GIVEN RECORDS section start

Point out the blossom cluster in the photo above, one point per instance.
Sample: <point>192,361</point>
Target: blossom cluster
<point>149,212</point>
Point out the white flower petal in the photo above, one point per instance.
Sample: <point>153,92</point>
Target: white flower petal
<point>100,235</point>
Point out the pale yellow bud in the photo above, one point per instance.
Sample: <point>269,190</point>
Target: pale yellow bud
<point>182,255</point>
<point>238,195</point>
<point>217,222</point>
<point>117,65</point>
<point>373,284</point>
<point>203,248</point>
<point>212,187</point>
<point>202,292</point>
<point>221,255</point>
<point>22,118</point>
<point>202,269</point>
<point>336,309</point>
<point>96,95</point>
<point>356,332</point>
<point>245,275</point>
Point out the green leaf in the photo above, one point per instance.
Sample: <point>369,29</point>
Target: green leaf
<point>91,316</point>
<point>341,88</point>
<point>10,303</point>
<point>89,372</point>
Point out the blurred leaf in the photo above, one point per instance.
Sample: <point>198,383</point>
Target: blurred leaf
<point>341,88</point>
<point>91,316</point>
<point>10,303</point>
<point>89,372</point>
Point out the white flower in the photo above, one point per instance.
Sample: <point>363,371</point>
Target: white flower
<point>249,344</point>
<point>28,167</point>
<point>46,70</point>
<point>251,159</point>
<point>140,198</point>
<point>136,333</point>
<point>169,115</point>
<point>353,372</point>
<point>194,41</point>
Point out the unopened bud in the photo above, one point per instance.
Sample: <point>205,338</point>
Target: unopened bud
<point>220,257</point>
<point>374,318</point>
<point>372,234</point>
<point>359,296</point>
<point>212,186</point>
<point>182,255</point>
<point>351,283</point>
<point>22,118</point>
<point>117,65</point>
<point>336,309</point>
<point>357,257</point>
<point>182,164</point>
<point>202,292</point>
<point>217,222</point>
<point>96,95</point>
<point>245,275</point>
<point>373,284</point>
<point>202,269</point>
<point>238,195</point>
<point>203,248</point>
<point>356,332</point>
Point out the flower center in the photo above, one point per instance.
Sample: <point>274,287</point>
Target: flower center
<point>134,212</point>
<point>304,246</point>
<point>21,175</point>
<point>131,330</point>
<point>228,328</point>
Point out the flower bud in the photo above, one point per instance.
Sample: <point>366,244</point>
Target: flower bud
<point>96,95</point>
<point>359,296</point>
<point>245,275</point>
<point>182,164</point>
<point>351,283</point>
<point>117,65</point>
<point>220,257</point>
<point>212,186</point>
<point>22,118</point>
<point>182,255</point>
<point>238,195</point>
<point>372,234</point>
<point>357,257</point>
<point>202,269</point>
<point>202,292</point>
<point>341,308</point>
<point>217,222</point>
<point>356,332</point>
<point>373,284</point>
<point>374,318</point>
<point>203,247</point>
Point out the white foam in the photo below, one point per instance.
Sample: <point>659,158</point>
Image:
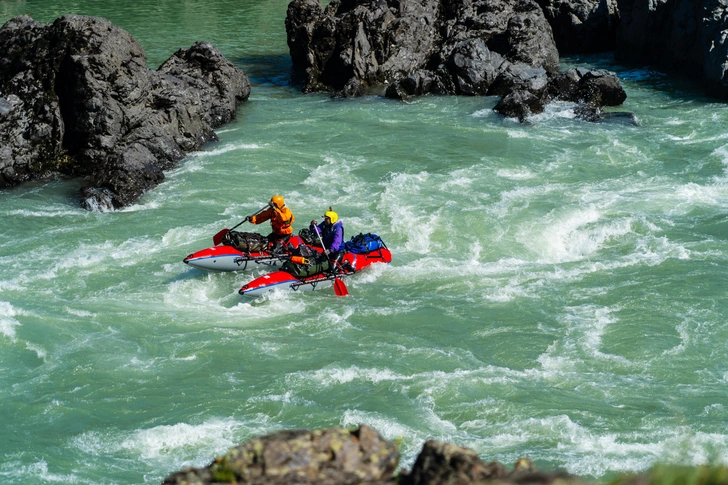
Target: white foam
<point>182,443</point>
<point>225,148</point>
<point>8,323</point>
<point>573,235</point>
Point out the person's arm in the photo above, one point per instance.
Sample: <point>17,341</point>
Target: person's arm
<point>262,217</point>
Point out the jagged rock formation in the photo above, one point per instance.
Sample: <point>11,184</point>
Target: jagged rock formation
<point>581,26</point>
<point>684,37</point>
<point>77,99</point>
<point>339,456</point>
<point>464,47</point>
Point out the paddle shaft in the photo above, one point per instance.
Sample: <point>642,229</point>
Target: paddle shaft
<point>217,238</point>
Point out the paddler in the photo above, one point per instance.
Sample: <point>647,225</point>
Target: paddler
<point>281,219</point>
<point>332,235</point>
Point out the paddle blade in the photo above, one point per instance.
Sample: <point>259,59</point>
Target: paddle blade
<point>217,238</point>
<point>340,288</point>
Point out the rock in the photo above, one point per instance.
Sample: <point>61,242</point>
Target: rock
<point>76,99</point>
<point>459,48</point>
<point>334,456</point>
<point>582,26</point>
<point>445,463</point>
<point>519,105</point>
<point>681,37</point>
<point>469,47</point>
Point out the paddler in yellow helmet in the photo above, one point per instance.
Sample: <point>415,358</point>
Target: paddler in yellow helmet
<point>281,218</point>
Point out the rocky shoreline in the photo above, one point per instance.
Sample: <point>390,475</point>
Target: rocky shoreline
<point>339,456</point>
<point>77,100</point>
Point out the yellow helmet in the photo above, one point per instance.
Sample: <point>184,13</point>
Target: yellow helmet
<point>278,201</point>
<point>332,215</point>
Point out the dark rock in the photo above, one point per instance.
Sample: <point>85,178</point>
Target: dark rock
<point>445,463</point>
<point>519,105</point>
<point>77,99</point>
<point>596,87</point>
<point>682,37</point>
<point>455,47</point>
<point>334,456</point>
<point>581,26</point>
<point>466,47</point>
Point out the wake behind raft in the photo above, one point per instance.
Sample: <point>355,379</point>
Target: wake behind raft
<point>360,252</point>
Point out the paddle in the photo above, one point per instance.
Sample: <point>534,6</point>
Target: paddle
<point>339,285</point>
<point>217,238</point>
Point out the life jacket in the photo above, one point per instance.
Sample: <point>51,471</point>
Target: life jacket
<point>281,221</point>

GIVEN RECORDS section end
GIVEN RECORDS section start

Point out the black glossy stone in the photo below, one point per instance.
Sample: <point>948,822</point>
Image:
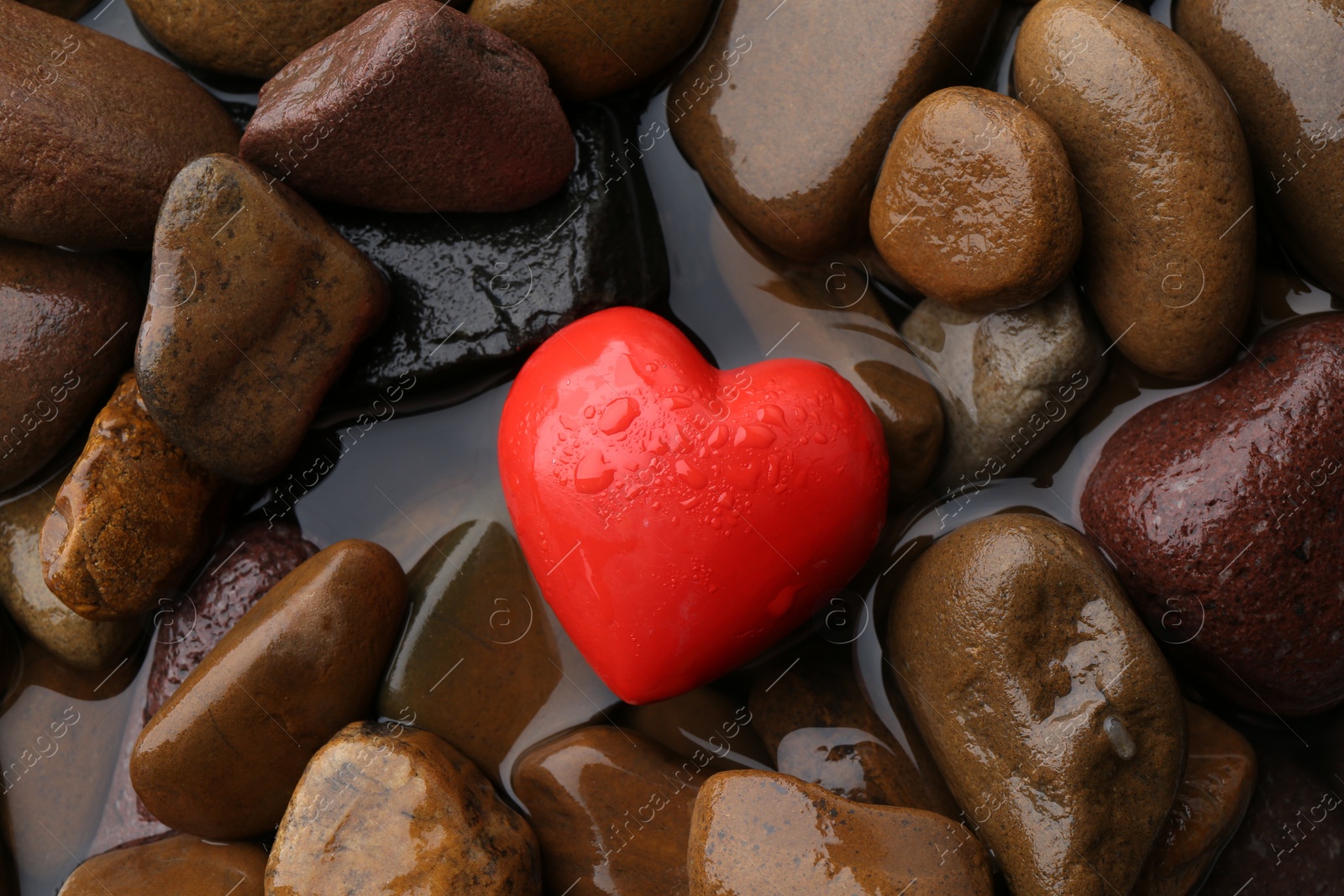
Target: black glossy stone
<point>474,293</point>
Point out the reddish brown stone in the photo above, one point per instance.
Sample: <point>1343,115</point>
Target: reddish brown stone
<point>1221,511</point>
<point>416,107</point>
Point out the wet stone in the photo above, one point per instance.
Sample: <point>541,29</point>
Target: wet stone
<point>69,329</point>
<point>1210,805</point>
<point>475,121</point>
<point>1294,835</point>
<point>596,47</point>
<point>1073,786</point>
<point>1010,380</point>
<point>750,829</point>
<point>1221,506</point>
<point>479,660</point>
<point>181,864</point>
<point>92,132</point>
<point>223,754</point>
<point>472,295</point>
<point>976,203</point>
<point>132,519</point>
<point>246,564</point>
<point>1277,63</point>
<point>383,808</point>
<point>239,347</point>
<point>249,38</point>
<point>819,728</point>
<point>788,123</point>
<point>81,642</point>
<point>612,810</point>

GIVEN RECORDS section end

Of the entries above, repeat exactly the lines from the line with "Sample: <point>642,229</point>" through the line with "Sample: <point>259,59</point>", both of them included.

**ANSWER TO THIS PROBLEM**
Sample: <point>642,229</point>
Target: paddle shaft
<point>217,238</point>
Point out the paddler in the photo above, one point per instance.
Sample: <point>647,225</point>
Target: paddler
<point>281,219</point>
<point>332,235</point>
Point out the paddle blade in the photo above, one point per instance.
Sample: <point>259,59</point>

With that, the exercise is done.